## [Problem requirements]
Transcribe exactly the line containing "GET /bbox?q=floral patterned cardigan" and every line after it, through the end of the records below.

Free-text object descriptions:
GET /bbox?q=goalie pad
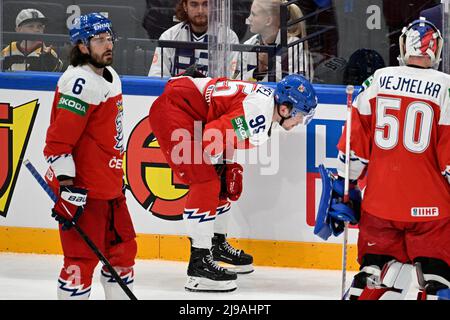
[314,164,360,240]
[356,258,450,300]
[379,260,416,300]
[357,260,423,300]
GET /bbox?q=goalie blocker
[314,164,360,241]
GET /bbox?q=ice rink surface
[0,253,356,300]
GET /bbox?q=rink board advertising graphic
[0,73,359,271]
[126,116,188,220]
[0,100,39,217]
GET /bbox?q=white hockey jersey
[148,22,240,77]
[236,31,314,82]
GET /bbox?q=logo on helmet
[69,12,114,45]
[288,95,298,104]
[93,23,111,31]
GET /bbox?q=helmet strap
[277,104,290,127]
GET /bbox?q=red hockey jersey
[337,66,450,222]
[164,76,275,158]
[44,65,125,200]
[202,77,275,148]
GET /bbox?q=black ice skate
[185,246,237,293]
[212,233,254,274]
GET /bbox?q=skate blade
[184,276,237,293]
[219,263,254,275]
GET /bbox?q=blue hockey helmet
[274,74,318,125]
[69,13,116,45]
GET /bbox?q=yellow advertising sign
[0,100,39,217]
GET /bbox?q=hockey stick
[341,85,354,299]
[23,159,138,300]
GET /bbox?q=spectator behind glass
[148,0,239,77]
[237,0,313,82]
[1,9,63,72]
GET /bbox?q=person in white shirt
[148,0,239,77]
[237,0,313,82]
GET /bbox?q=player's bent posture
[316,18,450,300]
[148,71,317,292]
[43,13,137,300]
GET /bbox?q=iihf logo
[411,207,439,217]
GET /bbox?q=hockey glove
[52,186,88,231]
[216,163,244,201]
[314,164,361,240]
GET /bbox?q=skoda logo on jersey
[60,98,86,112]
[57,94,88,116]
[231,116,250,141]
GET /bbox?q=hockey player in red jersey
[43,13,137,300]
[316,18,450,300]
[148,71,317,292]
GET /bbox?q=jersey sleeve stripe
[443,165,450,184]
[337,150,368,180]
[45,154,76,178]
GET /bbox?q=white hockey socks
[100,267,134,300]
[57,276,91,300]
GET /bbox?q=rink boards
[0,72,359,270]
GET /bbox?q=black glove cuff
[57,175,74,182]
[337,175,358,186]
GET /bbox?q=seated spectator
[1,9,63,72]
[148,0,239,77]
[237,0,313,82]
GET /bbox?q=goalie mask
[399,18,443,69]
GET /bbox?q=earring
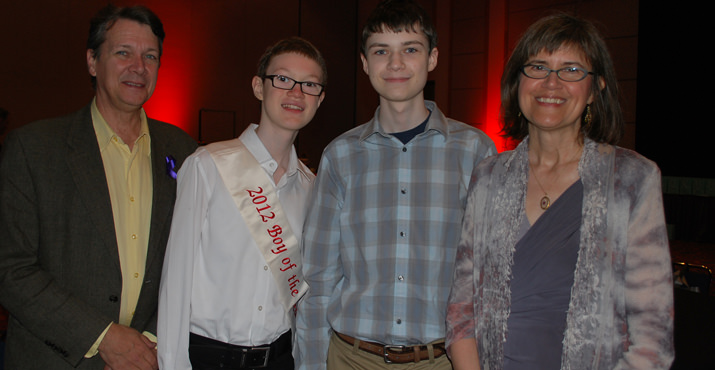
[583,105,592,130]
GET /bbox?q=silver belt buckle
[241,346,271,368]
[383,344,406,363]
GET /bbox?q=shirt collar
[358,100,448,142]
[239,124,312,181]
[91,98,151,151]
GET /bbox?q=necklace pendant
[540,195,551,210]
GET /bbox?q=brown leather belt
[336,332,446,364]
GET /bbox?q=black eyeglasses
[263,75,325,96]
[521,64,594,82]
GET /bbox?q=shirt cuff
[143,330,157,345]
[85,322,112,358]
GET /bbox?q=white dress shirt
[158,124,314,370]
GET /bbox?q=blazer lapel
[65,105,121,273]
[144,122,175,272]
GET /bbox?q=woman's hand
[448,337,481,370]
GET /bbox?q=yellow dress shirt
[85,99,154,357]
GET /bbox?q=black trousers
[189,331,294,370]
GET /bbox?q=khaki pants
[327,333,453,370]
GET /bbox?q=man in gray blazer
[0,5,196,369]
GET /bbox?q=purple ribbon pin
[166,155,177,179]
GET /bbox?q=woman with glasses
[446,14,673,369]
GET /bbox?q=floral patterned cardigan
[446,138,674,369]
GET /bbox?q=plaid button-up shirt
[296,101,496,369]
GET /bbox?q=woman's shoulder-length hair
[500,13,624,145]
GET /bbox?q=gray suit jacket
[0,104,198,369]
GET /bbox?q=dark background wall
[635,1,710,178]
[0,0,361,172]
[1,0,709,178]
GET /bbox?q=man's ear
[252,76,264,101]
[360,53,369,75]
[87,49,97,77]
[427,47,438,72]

## [Answer to the problem]
GET /bbox?q=floral patterned cardigan
[446,138,674,369]
GET /bbox?q=plaid button-up shirt
[296,101,496,369]
GET /bbox?q=woman's shoulder-length hair
[500,13,624,145]
GET /bbox?q=gray suit jacket
[0,104,198,369]
GET /bbox?q=dark background wall
[635,1,710,178]
[0,0,361,172]
[1,0,709,178]
GET /bbox?q=man's ear
[252,76,264,101]
[360,53,369,75]
[87,49,97,77]
[427,47,438,72]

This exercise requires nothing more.